## OBJECTIF FIXÉ 1
Dans l'extrait choisi, qui signe la mise en scène des Trois Sœurs ?

## EXTRAIT CHOISI
Les trois Sœurs d’Anton Tchekov, mise en scène de Volodia Serre.

 

On a beau finir par connaître le texte presque par cœur, à chaque fois, c’est le plus souvent un véritable régal de retrouver les dialogues, comme quand on était enfant avec ces contes  dont on soeurs.jpgne se lassait jamais. Il y a là les quatre enfants Prozorov: Andreï qui rêve d’être professeur d’université et sa fiancée Natacha qui,  quelques années plus tard, sera mère de deux enfants, et  ses trois sœurs : Olga 28 ans , prof de collège, Macha, mariée à un professeur qui l’ a déçu et qu’elle  n’aime plus , et la jeune Irina, Verchinine le lieutenant-colonel de la garnison qui est devenu l’amant de Macha, et lrina  qui fête ses seize ans, Irina dont le lieutenant Touzenbach et  le capitaine Soliony sont tous deux amoureux…
« Si l’on savait, si l’on savait » dira simplement Olga à l’extrême fin de la pièce ,après la grande douleur des séparations et de la mort en duel de Touzenbach… On retrouve, comme dans La  Cerisaie ces petits propriétaires terriens, leur amis parasites, leur campagne où il vivent depuis longtemps mais qu’ils veulent toujours quitter pour Moscou , leurs rêves  inassouvis et leurs domestiques parfois âgés comme ici Anfissa ou dans La Cerisaie , le très vieux Firs que jouait magnifiquement  l’an passé Jean-Paul Roussillon, mort quelques mois plus tard.

## ENTRÉES À TRAITER

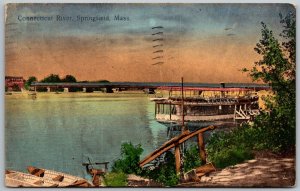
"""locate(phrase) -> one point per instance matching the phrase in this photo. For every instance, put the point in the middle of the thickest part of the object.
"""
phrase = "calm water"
(60, 133)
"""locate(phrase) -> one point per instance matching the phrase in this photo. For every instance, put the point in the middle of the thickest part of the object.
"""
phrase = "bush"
(230, 148)
(165, 172)
(116, 179)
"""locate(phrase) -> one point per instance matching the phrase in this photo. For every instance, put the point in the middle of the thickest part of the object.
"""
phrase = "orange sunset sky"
(201, 42)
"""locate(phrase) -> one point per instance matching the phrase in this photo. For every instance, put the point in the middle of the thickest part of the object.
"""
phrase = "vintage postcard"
(150, 95)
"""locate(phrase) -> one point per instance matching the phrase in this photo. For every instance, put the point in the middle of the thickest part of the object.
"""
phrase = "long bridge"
(143, 85)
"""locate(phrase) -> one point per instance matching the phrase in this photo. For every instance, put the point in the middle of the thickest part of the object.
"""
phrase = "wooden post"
(177, 158)
(201, 147)
(170, 110)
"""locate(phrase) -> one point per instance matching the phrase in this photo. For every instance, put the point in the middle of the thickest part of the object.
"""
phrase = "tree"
(29, 81)
(52, 78)
(278, 69)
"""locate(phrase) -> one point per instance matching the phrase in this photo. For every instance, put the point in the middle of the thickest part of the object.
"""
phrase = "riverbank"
(265, 170)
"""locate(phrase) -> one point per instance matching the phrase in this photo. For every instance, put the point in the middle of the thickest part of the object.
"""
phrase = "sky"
(206, 43)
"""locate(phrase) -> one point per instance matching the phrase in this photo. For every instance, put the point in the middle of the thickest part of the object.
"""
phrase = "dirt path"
(266, 170)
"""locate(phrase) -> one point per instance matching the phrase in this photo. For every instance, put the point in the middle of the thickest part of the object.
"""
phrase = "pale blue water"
(60, 133)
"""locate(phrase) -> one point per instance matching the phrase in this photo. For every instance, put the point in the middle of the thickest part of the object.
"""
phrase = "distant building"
(13, 83)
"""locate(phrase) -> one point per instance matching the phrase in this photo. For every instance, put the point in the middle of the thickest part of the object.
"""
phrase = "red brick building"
(13, 83)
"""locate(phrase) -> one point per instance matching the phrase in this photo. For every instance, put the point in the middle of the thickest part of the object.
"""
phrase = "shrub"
(229, 148)
(191, 158)
(130, 157)
(165, 172)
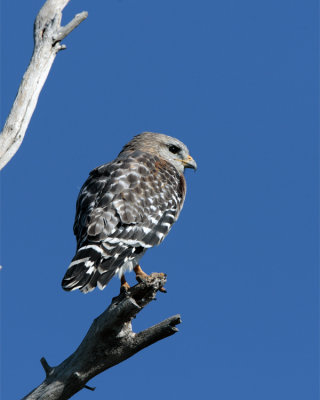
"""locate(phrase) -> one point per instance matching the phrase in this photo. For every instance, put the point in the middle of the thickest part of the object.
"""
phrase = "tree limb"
(109, 341)
(47, 36)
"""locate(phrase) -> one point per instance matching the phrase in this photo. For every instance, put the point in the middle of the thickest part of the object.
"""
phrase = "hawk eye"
(174, 149)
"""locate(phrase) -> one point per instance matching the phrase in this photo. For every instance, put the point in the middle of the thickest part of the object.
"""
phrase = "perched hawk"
(126, 207)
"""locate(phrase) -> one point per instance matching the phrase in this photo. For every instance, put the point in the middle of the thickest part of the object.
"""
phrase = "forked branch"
(109, 341)
(48, 34)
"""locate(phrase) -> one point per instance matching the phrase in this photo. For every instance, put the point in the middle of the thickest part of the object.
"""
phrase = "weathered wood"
(47, 36)
(109, 341)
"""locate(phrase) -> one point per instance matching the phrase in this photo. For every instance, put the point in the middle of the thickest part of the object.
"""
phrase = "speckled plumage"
(126, 207)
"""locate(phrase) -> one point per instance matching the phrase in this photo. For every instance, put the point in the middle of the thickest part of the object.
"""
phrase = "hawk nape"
(126, 207)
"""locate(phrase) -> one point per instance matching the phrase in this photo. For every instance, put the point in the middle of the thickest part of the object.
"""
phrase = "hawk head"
(168, 148)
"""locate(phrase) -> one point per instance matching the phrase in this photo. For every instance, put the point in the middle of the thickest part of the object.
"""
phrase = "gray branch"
(109, 341)
(48, 33)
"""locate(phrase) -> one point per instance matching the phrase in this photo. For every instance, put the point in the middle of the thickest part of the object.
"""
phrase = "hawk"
(125, 207)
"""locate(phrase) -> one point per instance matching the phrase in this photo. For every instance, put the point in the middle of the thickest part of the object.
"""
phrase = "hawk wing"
(123, 208)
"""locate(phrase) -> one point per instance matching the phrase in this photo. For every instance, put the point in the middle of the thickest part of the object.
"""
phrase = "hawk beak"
(189, 163)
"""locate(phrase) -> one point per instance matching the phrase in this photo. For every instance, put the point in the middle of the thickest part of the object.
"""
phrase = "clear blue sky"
(237, 81)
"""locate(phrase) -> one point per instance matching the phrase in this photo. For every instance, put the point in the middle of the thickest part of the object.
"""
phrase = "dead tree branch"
(109, 341)
(48, 34)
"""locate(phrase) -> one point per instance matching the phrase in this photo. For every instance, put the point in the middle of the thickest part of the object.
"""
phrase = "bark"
(109, 341)
(48, 34)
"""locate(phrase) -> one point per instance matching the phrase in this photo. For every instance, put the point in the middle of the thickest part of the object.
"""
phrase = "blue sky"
(238, 83)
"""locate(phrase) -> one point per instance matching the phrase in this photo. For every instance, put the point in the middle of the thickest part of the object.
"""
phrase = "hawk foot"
(141, 276)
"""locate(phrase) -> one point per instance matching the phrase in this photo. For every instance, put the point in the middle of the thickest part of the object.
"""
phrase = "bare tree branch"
(47, 36)
(109, 341)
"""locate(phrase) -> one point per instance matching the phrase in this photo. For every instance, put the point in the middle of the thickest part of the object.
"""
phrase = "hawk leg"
(141, 276)
(124, 284)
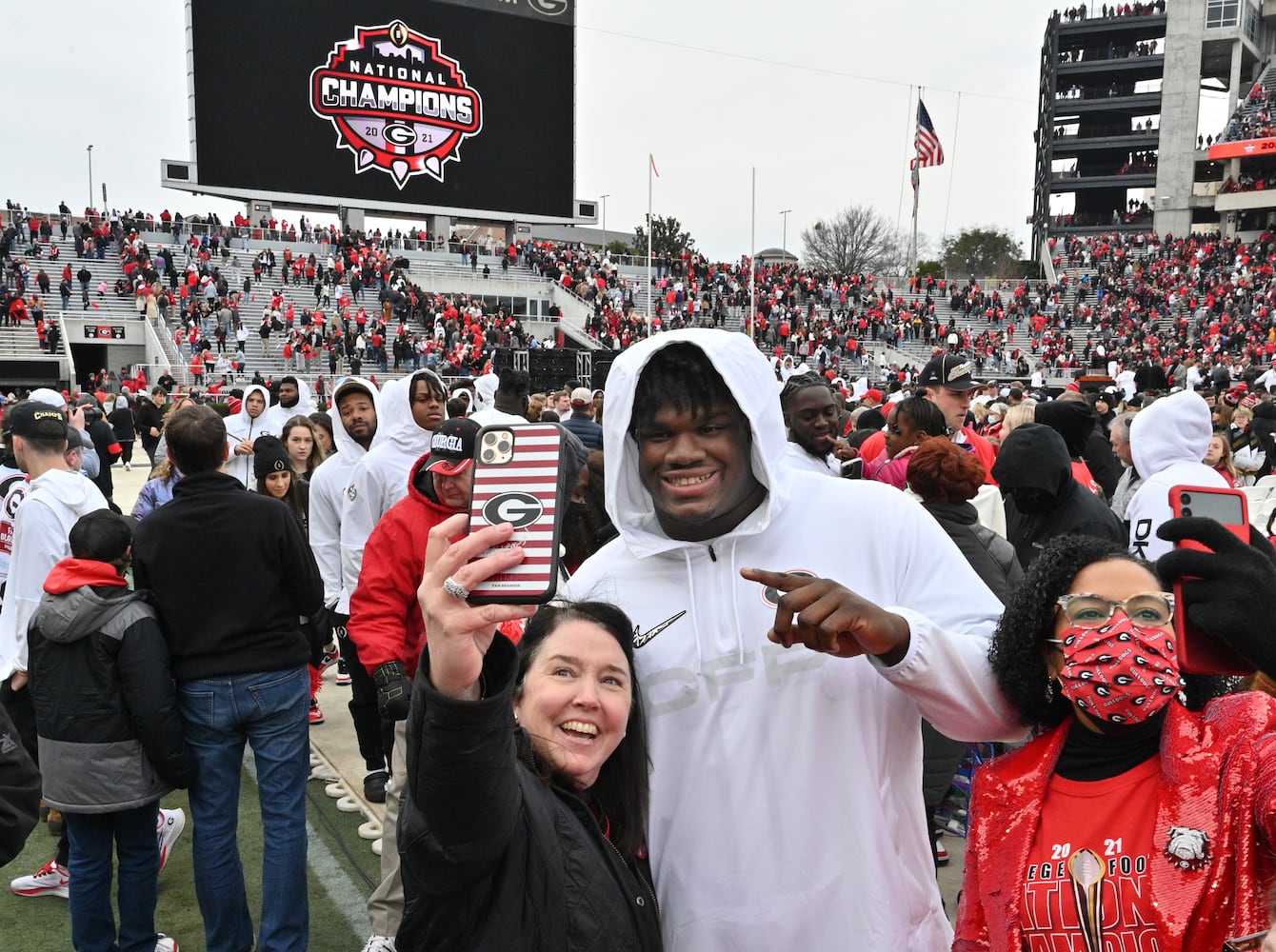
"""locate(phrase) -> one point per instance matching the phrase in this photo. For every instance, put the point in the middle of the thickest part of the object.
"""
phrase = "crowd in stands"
(1076, 14)
(1252, 117)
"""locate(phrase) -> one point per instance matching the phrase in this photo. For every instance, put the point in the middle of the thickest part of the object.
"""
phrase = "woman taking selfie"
(1138, 818)
(524, 824)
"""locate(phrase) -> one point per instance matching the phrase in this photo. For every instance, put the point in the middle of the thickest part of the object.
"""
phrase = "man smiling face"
(695, 465)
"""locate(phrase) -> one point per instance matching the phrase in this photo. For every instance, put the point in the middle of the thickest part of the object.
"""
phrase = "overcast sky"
(813, 93)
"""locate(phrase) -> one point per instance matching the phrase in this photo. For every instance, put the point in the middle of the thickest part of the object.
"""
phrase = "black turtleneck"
(1087, 756)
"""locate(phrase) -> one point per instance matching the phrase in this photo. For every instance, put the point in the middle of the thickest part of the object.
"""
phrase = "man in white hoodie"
(787, 806)
(244, 427)
(1167, 442)
(355, 431)
(55, 499)
(295, 400)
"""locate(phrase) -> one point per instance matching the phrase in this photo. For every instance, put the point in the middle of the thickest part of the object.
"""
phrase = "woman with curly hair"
(1140, 818)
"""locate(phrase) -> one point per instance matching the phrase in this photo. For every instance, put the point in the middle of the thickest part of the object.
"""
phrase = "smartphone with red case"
(517, 473)
(1201, 652)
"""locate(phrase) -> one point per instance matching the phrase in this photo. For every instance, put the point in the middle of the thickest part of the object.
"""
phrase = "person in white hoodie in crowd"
(1167, 441)
(355, 431)
(92, 464)
(295, 400)
(787, 808)
(56, 497)
(409, 409)
(244, 427)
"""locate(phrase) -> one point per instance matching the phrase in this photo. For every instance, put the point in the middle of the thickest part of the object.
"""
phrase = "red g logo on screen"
(520, 509)
(397, 102)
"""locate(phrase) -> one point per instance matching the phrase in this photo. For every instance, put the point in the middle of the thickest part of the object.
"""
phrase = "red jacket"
(1218, 776)
(385, 619)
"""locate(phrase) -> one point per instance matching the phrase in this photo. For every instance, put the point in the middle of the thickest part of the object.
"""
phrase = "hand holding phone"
(1214, 570)
(518, 469)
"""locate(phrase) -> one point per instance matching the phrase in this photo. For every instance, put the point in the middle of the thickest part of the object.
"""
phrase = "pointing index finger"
(784, 581)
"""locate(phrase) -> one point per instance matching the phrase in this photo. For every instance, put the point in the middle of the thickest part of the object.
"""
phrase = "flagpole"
(907, 130)
(651, 168)
(916, 194)
(753, 220)
(952, 169)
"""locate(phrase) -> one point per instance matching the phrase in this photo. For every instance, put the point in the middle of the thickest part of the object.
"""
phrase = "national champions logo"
(396, 101)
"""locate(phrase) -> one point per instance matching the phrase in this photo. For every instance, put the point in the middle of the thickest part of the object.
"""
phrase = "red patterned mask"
(1119, 673)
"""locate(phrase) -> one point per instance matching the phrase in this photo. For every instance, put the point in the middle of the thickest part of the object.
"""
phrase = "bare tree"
(855, 240)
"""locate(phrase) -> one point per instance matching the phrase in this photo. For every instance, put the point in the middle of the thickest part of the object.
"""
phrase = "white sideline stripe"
(346, 898)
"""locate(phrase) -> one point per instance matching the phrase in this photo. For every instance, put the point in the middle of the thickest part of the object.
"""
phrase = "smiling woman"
(525, 821)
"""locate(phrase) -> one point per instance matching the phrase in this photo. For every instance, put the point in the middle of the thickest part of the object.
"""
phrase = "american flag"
(927, 143)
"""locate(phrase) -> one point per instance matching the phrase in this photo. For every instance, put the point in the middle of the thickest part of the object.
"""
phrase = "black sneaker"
(374, 786)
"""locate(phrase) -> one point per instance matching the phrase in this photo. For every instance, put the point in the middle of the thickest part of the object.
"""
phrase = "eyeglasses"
(1150, 609)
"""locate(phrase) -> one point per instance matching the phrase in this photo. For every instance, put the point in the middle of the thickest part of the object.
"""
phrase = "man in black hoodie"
(1043, 499)
(1082, 434)
(229, 610)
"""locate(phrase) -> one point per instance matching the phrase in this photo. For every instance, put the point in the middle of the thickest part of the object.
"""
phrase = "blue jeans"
(270, 712)
(133, 835)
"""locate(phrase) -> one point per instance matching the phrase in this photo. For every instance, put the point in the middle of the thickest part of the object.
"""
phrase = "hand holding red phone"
(458, 633)
(1224, 589)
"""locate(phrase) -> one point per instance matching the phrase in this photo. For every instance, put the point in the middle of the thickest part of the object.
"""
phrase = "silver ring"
(454, 588)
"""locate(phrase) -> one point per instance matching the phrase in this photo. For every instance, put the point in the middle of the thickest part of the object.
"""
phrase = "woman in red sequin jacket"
(1134, 821)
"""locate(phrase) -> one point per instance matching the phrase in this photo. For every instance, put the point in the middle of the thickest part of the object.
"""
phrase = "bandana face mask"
(1119, 673)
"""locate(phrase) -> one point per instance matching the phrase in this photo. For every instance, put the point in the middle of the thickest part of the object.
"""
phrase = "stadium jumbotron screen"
(389, 105)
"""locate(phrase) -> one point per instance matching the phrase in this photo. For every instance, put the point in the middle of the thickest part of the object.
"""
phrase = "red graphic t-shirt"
(1087, 885)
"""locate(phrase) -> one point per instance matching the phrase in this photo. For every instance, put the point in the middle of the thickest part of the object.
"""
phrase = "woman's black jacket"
(494, 857)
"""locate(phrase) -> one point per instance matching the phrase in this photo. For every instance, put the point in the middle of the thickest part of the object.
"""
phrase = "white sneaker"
(52, 880)
(169, 827)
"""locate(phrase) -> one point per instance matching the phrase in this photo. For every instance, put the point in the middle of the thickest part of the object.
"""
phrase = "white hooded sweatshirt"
(42, 526)
(1167, 441)
(329, 486)
(787, 806)
(380, 478)
(241, 426)
(278, 415)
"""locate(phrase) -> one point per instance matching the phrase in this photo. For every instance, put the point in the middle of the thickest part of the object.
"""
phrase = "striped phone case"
(517, 472)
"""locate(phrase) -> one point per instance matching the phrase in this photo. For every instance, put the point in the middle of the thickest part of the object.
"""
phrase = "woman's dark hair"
(195, 438)
(924, 413)
(870, 420)
(939, 471)
(623, 786)
(1014, 653)
(683, 377)
(798, 383)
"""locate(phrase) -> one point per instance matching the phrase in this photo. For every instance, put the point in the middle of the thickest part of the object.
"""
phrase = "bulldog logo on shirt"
(396, 101)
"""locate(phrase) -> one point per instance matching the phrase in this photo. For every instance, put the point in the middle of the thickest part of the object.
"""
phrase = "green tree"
(668, 238)
(982, 253)
(855, 240)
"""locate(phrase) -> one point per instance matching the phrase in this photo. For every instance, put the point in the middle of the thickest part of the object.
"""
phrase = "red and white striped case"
(518, 483)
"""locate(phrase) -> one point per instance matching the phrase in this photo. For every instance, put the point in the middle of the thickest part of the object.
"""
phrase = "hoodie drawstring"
(693, 600)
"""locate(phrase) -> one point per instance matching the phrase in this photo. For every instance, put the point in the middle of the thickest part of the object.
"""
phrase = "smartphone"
(518, 468)
(1201, 652)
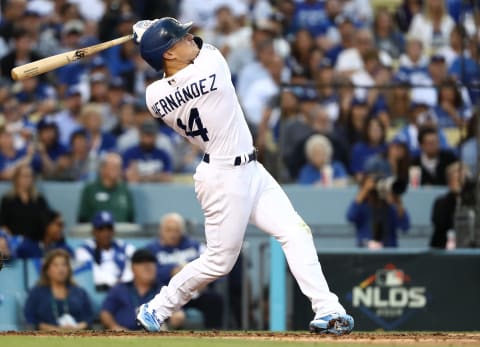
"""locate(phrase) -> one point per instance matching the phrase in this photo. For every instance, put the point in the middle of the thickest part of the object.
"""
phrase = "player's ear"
(168, 55)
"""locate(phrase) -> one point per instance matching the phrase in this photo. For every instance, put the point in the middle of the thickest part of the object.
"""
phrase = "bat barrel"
(47, 64)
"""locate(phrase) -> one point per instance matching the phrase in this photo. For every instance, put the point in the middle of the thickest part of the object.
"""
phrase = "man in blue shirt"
(145, 162)
(173, 249)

## OBJECTIF FIXÉ 2
Sélectionnez chaque ligne des entrées qui contient le mot "branch". La casse compte.

## RÉPONSE 1
Volodia Serre.

## RÉPONSE 2
phrase = "forked branch"
phrase = "gray branch"
phrase = "dead tree branch"
phrase = "bare tree branch"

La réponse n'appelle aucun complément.